### Source records
──────────

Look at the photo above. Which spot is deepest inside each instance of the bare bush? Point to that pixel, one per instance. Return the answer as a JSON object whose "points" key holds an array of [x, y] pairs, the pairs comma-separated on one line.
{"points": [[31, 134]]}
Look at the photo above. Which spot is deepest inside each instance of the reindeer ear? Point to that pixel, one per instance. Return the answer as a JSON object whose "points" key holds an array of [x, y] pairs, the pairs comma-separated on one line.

──────────

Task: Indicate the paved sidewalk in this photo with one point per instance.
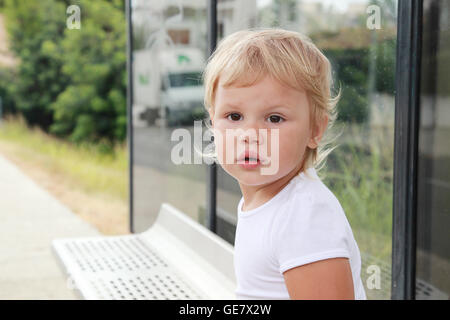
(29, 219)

──────────

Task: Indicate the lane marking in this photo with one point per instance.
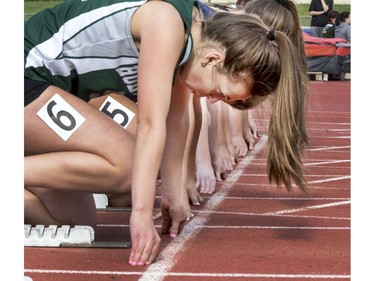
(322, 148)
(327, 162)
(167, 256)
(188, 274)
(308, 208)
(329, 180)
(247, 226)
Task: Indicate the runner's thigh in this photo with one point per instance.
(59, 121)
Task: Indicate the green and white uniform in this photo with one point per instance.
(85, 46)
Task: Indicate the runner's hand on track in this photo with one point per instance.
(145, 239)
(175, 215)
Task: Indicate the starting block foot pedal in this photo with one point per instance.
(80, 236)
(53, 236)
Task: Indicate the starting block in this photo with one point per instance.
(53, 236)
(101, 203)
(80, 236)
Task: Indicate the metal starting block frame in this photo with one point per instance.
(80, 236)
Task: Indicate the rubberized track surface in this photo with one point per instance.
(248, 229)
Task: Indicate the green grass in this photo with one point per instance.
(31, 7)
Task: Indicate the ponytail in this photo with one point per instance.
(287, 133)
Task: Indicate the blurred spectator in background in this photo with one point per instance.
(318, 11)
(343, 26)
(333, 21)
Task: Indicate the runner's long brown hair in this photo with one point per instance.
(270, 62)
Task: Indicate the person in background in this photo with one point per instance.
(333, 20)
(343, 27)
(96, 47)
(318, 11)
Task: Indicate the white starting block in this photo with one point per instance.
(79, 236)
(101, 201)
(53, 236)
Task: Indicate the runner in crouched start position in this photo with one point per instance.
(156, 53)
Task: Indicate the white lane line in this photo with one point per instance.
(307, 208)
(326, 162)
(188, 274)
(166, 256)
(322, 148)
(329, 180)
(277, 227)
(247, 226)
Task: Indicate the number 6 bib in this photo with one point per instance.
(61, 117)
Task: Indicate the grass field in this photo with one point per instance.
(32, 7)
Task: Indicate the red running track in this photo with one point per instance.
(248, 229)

──────────

### Problem details
Output, from the data above, the lines from the line with "of the bare" to the line with "of the reindeer" exactly as they stand, both ends included and nothing else.

### Answer to the problem
Look at the photo above. Which spot is deepest inside each instance of the bare bush? Point to that pixel, one per instance. Return the answer as a JSON object whose "points" key holds an array of [x, y] pairs, the pairs comma-separated on one line.
{"points": [[31, 134]]}
Look at the photo above. Which spot is deepest inside each instance of the reindeer ear? Point to that pixel, one per instance. Return the answer as a JSON object whose "points" key holds an array of [x, y] pairs, the pairs comma-separated on one line.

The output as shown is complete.